Starting at the line with "of the calm", set down each line of the entries below through the last one, exactly as it stands.

=-=-=-=-=

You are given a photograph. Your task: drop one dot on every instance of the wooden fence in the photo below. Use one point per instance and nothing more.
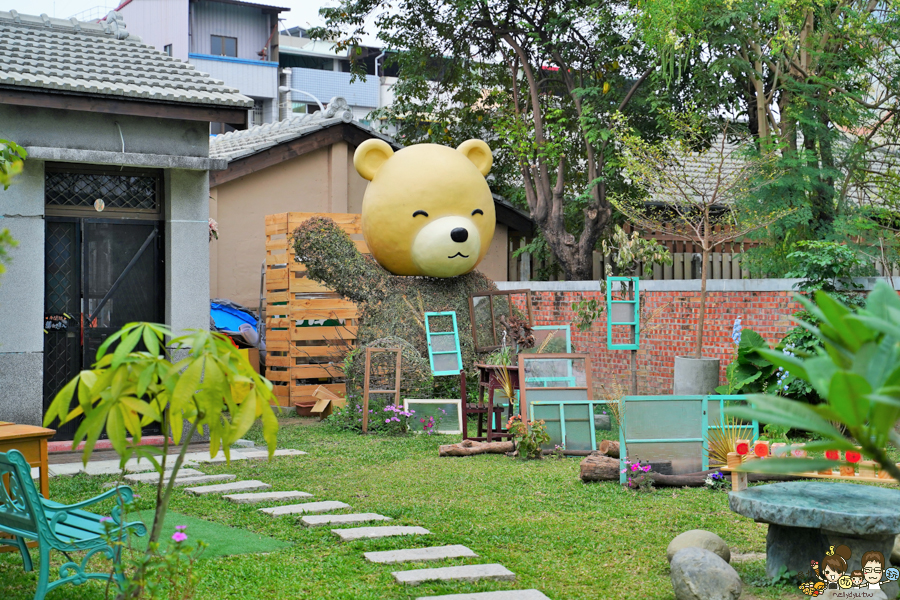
(308, 326)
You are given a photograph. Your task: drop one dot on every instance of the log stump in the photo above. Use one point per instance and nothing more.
(471, 448)
(609, 448)
(599, 467)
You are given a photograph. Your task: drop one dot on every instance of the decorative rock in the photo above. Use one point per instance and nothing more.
(266, 497)
(153, 476)
(372, 533)
(698, 538)
(504, 595)
(317, 520)
(237, 486)
(493, 572)
(698, 574)
(419, 554)
(297, 509)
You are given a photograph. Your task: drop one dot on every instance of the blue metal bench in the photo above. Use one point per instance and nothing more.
(25, 515)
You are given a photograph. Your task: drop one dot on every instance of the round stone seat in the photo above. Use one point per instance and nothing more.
(806, 517)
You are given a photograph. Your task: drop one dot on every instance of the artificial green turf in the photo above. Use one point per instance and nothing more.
(220, 539)
(570, 540)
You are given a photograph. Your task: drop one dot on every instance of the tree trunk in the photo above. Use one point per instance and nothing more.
(609, 448)
(598, 467)
(701, 319)
(470, 448)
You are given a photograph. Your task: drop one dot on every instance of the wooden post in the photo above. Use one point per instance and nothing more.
(738, 480)
(366, 392)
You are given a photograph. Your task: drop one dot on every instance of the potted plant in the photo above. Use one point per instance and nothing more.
(693, 195)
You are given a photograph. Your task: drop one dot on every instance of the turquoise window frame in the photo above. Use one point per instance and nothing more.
(705, 427)
(562, 416)
(429, 335)
(635, 322)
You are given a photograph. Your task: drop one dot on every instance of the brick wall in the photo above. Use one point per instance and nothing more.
(672, 332)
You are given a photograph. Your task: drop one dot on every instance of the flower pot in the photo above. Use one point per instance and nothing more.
(695, 376)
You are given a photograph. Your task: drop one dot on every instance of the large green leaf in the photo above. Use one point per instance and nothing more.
(847, 394)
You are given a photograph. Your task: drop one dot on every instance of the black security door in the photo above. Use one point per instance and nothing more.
(101, 273)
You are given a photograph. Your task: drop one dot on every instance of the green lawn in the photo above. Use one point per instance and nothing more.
(570, 540)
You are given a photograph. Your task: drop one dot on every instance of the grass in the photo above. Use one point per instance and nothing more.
(572, 541)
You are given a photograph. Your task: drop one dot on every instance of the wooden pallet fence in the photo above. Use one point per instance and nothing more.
(308, 326)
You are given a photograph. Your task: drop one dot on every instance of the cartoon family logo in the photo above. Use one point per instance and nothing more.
(833, 573)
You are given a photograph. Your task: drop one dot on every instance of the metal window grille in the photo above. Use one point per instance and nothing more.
(117, 191)
(257, 113)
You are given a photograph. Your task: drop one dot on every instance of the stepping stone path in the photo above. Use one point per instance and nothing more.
(266, 497)
(419, 554)
(318, 520)
(296, 509)
(492, 572)
(223, 488)
(504, 595)
(153, 476)
(372, 533)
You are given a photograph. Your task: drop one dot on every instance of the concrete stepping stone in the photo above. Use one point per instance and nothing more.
(181, 482)
(266, 497)
(372, 533)
(318, 520)
(263, 454)
(297, 509)
(419, 554)
(502, 595)
(153, 476)
(493, 572)
(222, 488)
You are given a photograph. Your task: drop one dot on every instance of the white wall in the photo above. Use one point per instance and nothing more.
(159, 22)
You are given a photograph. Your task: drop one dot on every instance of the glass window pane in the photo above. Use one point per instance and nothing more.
(446, 362)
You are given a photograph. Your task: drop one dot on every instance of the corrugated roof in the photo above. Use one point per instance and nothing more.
(235, 145)
(100, 59)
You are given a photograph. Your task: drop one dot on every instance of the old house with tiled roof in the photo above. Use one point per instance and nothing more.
(301, 164)
(111, 210)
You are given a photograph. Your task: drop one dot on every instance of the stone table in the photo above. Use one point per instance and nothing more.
(806, 517)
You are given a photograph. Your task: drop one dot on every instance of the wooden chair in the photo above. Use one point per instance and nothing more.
(483, 408)
(25, 515)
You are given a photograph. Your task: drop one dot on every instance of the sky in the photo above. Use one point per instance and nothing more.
(303, 12)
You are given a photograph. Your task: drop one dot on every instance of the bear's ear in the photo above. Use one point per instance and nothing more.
(369, 157)
(479, 153)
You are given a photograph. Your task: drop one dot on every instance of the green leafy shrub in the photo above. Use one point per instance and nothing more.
(857, 372)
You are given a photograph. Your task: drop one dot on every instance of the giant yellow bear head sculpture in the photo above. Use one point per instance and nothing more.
(427, 209)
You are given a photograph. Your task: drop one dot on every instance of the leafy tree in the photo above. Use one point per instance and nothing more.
(541, 79)
(137, 382)
(694, 181)
(857, 371)
(816, 80)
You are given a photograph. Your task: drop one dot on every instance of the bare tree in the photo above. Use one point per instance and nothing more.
(693, 182)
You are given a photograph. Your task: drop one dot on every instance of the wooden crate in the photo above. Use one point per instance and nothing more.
(307, 324)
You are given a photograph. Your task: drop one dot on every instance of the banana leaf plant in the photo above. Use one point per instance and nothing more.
(857, 371)
(136, 381)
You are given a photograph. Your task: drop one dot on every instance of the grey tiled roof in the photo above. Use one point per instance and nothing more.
(100, 59)
(240, 144)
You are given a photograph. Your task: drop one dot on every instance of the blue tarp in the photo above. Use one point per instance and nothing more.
(230, 319)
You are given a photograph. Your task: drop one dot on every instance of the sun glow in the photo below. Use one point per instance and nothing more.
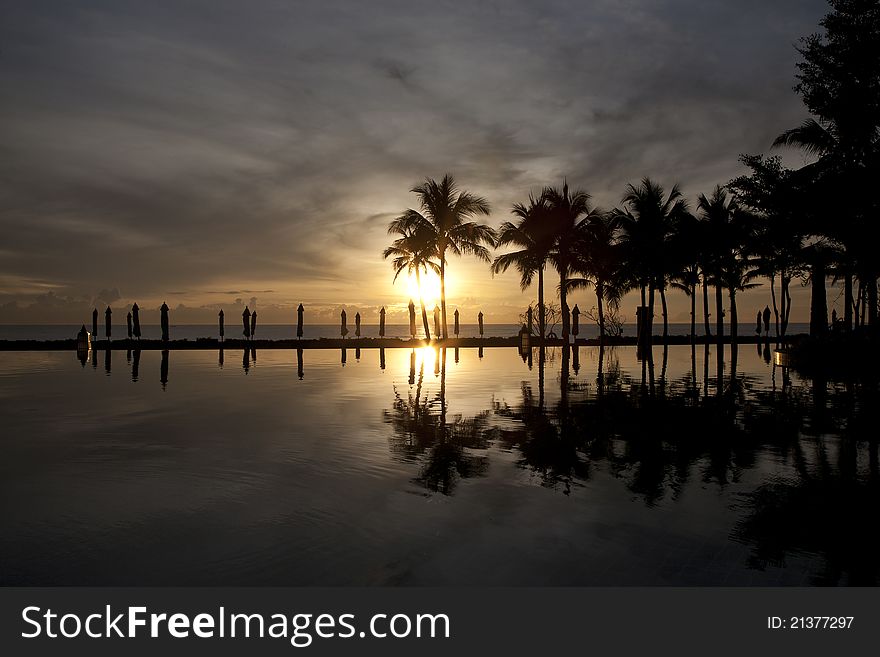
(430, 290)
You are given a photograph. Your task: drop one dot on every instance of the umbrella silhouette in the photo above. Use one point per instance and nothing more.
(163, 320)
(246, 322)
(136, 321)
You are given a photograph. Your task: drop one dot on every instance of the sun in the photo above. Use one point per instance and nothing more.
(430, 289)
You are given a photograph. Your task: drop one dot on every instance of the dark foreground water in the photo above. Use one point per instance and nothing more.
(458, 468)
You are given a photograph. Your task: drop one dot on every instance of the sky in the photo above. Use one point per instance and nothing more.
(215, 154)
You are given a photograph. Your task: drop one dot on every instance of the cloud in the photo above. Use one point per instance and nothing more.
(205, 146)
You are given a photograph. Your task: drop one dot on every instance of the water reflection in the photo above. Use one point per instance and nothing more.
(659, 437)
(423, 433)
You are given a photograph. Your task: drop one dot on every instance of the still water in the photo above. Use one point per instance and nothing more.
(401, 467)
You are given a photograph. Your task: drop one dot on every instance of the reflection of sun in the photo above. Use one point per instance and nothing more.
(430, 289)
(426, 356)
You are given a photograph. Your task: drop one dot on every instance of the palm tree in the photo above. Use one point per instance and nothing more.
(737, 274)
(647, 220)
(447, 215)
(414, 252)
(569, 212)
(532, 235)
(599, 259)
(719, 212)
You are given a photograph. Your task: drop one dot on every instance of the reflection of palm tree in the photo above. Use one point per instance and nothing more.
(648, 221)
(446, 216)
(569, 213)
(532, 236)
(414, 252)
(598, 260)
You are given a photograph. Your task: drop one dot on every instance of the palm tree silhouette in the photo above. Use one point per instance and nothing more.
(569, 212)
(648, 221)
(719, 212)
(414, 252)
(532, 235)
(446, 215)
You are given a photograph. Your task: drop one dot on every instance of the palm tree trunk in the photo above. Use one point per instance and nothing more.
(693, 312)
(443, 293)
(706, 326)
(563, 301)
(422, 304)
(665, 318)
(734, 326)
(541, 313)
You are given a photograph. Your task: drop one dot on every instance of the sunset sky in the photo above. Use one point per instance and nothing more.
(212, 154)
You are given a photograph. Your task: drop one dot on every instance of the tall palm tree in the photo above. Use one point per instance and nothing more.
(647, 221)
(447, 215)
(719, 212)
(599, 260)
(569, 212)
(532, 235)
(414, 252)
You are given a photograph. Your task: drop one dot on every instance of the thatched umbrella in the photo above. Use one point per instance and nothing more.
(136, 321)
(163, 368)
(163, 320)
(246, 322)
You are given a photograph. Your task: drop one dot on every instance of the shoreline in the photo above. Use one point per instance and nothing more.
(362, 343)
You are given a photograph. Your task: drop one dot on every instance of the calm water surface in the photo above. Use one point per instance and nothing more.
(197, 467)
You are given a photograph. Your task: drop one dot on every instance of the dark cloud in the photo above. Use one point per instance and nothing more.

=-=-=-=-=

### Answer to this task
You are given a photograph. Your task: drop one dot on every instance of the calm water surface in the photo above. Use one point per instance and nothing more.
(197, 467)
You are given a photograph. Your task: drop one dot on every instance of the dark cloud in the photo above. Use one point per instance and nothing more.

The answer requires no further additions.